The OmniWheg wheel-leg robot in action
The use of wheels as a mobile tool is the most common robot design, but the fixed shape of the wheels will be limited in many scenarios. For example, when facing the most common obstacles such as stairs and steps in the city, it is impossible to move forward. LiMa Lab presents an omnidirectional transformable wheel-leg robot called OmniWheg. The novel mechanism allows the robot to transform between omni-wheeled and legged modes. The robot can move in all directions and efficiently adjust the relative position of its wheels, and it can overcome common obstacles, such as stairs and steps. The related work was accepted by IROS with the title “OmniWheg: An Omnidirectional Wheel-Leg Transformable Robot”. Ruixiang Cao is the first author, Jun Gu, Chen Yu takes part in this project and Professor Andre Rosendo is the corresponding author.
Common legged robots are divided into bipeds and quadrupeds. Biped robots are more flexible and fast, while quadruped robots are more stable and can cope with more complex environments. Both types of robots have advantages and disadvantages. And if the robot can have the advantages of both at the same time, it will be of great help to the direction of motion control. LiMa Lab proposes a multi-modal locomotion framework that can enable a legged robot to switch between quadruped mode and bipedal mode, using special mechanics and a novel class of reinforcement learning algorithms. They combines the good stability of quadruped robots with the higher level of flexibility of bipedal robots by enabling the robot dog to stand up and use two of its legs as hands. The related work was accepted by IROS with the title “Multi-Modal Legged Locomotion Framework with Automated Residual Reinforcement Learning”. Chen Yu is the first author and Professor Andre Rosendo is the corresponding author.See https://chenaah.github.io/multimodal/ for videos.

================

*Prompt 1*
Reproduce the part of the LiMa Lab robotics text between "The OmniWheg wheel-leg" and "project and Professor Andre Rosendo is the corresponding author.", inclusive.
*Prompt 2*
Extend the LiMa Lab robotics text past its last sentence.

================

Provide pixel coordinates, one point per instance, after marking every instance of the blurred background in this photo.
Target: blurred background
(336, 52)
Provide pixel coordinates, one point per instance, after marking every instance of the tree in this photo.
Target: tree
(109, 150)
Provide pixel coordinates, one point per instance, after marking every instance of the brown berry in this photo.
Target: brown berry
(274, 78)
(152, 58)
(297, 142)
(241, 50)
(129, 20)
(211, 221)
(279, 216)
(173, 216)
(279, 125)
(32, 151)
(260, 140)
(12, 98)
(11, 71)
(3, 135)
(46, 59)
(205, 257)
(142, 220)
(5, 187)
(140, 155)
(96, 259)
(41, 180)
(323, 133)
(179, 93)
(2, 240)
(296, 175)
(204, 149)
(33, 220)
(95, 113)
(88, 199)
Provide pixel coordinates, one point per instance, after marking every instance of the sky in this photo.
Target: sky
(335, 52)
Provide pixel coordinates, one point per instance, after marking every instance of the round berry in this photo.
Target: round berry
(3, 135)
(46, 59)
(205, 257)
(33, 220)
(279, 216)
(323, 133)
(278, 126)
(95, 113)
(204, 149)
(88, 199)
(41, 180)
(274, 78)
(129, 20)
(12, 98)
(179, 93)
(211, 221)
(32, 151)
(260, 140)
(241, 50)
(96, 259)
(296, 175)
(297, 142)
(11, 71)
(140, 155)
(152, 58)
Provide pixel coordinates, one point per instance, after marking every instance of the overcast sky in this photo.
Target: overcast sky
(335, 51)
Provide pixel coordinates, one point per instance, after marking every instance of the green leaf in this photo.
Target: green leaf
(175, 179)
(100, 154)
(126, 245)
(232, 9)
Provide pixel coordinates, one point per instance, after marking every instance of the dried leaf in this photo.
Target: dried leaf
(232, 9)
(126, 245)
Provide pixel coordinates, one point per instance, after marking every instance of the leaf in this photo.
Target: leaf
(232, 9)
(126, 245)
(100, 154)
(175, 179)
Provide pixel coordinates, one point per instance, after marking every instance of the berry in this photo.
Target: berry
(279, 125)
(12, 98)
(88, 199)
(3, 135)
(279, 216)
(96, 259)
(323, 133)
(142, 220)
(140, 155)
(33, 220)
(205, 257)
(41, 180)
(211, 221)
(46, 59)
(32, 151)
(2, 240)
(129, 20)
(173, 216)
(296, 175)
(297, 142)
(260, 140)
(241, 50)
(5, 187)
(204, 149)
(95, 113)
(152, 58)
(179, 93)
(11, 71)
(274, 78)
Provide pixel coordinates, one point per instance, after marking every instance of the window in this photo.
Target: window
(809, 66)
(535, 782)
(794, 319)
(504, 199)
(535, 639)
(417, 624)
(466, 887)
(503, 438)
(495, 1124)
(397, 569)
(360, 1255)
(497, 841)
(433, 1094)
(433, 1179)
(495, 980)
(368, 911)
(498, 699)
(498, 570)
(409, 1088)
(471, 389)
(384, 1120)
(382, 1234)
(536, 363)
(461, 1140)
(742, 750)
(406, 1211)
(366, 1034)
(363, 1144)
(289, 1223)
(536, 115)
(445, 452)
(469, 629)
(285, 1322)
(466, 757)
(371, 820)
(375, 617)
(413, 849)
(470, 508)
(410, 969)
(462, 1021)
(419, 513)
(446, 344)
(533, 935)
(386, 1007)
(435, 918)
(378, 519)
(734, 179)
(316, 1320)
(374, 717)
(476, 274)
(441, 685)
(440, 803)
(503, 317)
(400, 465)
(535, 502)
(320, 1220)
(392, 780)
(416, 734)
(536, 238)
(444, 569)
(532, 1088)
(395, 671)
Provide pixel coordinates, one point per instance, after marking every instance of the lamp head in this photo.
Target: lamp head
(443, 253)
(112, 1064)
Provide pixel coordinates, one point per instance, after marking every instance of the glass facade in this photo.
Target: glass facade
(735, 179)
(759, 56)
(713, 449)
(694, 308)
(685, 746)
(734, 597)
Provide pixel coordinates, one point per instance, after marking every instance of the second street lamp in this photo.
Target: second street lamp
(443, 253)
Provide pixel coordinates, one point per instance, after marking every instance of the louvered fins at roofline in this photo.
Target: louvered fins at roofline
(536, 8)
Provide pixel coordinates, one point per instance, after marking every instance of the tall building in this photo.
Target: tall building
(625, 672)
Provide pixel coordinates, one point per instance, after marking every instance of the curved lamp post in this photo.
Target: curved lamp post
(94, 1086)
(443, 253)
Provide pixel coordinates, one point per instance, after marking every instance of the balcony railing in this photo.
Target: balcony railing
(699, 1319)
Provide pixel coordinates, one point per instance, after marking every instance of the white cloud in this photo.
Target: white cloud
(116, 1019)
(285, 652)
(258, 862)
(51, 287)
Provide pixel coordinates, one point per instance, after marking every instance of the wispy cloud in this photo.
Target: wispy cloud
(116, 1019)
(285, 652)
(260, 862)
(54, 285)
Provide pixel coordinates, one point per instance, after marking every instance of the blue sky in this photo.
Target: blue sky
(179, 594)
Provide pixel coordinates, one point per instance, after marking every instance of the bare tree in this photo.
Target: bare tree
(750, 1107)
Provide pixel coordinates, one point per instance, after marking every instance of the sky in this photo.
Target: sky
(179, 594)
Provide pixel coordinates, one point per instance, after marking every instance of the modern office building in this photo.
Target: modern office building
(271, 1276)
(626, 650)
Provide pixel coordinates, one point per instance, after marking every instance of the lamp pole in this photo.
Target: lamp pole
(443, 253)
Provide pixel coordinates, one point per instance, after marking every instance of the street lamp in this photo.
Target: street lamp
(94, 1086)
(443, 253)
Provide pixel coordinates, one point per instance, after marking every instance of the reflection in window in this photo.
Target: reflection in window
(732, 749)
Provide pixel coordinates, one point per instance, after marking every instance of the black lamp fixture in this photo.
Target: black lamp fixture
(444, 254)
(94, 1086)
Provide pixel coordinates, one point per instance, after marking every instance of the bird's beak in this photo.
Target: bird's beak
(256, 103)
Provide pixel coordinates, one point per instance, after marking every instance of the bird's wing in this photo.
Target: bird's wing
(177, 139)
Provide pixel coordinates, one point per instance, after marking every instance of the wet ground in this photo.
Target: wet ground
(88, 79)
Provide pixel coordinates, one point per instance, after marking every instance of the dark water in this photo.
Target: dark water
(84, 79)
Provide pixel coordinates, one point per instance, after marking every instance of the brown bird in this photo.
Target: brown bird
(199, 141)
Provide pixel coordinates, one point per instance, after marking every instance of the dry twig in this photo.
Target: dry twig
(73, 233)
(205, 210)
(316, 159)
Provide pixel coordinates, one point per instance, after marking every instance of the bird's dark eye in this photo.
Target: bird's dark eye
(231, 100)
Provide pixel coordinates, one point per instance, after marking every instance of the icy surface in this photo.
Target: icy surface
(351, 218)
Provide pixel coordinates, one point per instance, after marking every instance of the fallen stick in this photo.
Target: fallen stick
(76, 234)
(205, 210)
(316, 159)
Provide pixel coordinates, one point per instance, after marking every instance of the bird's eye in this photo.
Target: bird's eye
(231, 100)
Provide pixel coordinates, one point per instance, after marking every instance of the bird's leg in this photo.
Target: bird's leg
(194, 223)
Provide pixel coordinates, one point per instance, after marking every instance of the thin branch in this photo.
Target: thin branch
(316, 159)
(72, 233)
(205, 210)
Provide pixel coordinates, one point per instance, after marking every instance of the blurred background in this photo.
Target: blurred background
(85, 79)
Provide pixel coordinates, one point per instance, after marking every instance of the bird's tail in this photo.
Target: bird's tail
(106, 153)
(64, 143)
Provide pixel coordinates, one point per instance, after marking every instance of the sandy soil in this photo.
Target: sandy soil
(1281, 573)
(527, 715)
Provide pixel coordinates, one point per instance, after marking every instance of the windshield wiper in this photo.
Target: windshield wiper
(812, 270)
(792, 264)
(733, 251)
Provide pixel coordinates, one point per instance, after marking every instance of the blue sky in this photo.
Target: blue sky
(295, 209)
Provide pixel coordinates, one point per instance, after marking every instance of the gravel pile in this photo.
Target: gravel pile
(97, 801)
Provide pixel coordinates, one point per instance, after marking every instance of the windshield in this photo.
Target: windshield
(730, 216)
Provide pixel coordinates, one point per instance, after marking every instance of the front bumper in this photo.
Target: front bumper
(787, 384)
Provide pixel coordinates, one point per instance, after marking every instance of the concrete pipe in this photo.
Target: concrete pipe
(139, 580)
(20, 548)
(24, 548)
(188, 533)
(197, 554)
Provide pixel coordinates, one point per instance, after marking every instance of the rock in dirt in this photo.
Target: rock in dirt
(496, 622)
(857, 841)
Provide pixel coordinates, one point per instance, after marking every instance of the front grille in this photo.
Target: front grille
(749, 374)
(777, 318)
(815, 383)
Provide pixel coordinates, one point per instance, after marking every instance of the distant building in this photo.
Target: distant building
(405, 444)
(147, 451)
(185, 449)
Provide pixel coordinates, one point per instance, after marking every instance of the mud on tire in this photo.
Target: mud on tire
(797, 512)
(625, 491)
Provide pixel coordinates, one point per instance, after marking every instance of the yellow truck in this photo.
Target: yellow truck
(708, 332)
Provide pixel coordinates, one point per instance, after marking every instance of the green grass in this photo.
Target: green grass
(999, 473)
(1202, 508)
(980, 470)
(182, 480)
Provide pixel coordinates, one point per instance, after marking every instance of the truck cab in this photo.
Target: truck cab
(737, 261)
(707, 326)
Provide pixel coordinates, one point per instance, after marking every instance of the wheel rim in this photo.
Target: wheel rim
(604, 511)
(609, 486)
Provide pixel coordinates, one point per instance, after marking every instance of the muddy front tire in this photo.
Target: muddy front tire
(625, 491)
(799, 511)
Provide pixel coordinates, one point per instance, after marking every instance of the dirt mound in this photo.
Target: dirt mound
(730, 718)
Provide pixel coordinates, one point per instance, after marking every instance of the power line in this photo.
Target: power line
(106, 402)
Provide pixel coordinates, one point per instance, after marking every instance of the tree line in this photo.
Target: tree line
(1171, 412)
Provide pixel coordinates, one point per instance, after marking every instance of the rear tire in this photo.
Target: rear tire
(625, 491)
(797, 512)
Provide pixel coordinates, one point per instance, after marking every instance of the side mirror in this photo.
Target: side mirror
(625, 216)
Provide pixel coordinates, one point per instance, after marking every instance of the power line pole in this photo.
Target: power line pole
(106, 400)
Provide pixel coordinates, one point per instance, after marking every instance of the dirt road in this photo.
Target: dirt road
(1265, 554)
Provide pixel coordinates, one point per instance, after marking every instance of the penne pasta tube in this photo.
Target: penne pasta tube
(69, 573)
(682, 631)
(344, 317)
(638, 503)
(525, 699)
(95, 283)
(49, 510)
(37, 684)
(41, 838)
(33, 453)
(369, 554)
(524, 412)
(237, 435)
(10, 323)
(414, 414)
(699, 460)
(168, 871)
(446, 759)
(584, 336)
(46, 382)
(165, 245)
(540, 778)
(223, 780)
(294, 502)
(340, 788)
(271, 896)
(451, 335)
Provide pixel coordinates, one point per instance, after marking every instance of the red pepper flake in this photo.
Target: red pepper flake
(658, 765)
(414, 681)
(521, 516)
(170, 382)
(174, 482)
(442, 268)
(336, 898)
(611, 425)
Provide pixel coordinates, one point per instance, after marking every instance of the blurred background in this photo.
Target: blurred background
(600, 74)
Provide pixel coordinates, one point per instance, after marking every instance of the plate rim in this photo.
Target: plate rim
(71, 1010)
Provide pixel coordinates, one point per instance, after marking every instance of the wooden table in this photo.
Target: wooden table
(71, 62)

================

*Response box 1*
The OmniWheg wheel-leg robot in action
The use of wheels as a mobile tool is the most common robot design, but the fixed shape of the wheels will be limited in many scenarios. For example, when facing the most common obstacles such as stairs and steps in the city, it is impossible to move forward. LiMa Lab presents an omnidirectional transformable wheel-leg robot called OmniWheg. The novel mechanism allows the robot to transform between omni-wheeled and legged modes. The robot can move in all directions and efficiently adjust the relative position of its wheels, and it can overcome common obstacles, such as stairs and steps. The related work was accepted by IROS with the title “OmniWheg: An Omnidirectional Wheel-Leg Transformable Robot”. Ruixiang Cao is the first author, Jun Gu, Chen Yu takes part in this project and Professor Andre Rosendo is the corresponding author.

*Response box 2*
In addition to obstacles such as steps that are shorter than robots, sometimes we also encounter situations where we need to climb obstacles higher than the robot itself, especially for search and rescue robots in disasters. Often the circumstances we are dealing with are not ideal, which is why solving these kinds of problems makes more sense. LiMa Lab is using the same robot as above. The paper uses a learning-based Constrained Contextual Bayesian Optimization (CoCoBo) algorithm that is using Gaussian processes to train the robot to climb obstacles higher than itself. The related work was accepted by RA-L with the title “Learning to Climb: Constrained Contextual Bayesian Optimization on a Multi-Modal Legged Robot”. Chen Yu is the first author, Jinyue Cao takes part in this project and Professor Andre Rosendo is the corresponding author.
Experiment videos are available at https://chenaah.github.io/coco/.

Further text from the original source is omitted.